-- Source extract --
Evaluating Elixir Functions - Part 1

Spiral staircase

When I first read about generators in JavaScript, I assumed, “magic.” Reading the spec is interesting but to get to the guts of how they are implemented, I would have to dig into some C/C++ code. When I wanted to learn about how Elixir implements Streams, I found it very easy to get an understanding how one can lazily iterate over a range.

Why did I find it so easy? This is, in part, due to the functional world in which we operate. You change state by calling a function, not by making an assignment. No longer are we thinking in steps but rather in a sequence of operations. This greatly frees our mind to focus on the domain of the problem rather than focusing too much on organizing and taming the domain.

Although the docs provide a good example why composable lazy streams are efficient for large data sets, I figured we could start with a basic example.

stripes = Stream.cycle([:red, :white, :blue])
stripes |> Stream.take(6_000_000) |> Enum.to_list # [:red, :white, :blue, :red, :white, :blue, ...]

Looking at the above code, you may come up with a few ways one can build up a list like this. If you take it at the source code, you will learn pretty quickly how it works. In this article, I will introduce some broader functional programming concepts as well as dive into how one iteration of a stream is implemented.

Stream.unfold/2

Stream.unfold/2 is a cool utility function that is based on a functional idea called anamorphism — a sequence generated by applying a defined function to the previous result until a terminating condition is received. In fact, the term unfold is related to a standard operator in functional programming called fold, a family of higher order functions that is the basis for all functional programming. In the most familiar sense, this can also be replaced by the word reduce. Stated as defined, it is a function that analyzes a recursive data structure by recombining each analyzed part into a return value. Here is a paper providing explanations and proofs of the power of fold.

With this background, we can simply state Stream.unfold/2 analyzes a recursive data structure and generates successive values until told not to, returning an Enumerable type. unfold/2 also is the basis for other methods in the Stream module like iterate/2, interval/1 and cycle/1. Let’s look at the implementation in parts (as of Elixir 1.8.1) by generating a Fibonacci sequence.

Side note — if you are curious about these functions, iex is one of the most useful tools in our belt when looking for what a specific function does. If you have Elixir installed on your machine, type iex on the command line, and you can find all sorts of documentation. For example, by typing h Enum., hit tab and see which methods exist on the Enum module. Once you want to dig a little further, you can see what the docstring outputs with h Enum.dedup. Another fun note is to just hit tab when you enter the iex shell, and you can explore all of the Kernel methods that exist. Alright, back to the code.

-- Dataset extract --
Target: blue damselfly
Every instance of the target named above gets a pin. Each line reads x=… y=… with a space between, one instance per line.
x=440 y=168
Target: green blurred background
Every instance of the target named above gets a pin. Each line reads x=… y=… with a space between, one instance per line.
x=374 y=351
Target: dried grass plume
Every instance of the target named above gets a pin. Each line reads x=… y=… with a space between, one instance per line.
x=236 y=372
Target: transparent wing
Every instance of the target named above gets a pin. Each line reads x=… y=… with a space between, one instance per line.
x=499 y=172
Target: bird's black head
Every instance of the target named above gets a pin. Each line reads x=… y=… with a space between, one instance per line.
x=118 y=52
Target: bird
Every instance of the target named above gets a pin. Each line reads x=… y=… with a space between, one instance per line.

-- Problems to work on --
**1.** In the Elixir streams article, what functional idea is Stream.unfold/2 said to be based on?
**2.** Write out the stretch of the Elixir streams article from "With this background, we" through "a Fibonacci sequence.".

-- Written answers --
**1.** Anamorphism.

**2.**
With this background, we can simply state Stream.unfold/2 analyzes a recursive data structure and generates successive values until told not to, returning an Enumerable type. unfold/2 also is the basis for other methods in the Stream module like iterate/2, interval/1 and cycle/1. Let’s look at the implementation in parts (as of Elixir 1.8.1) by generating a Fibonacci sequence.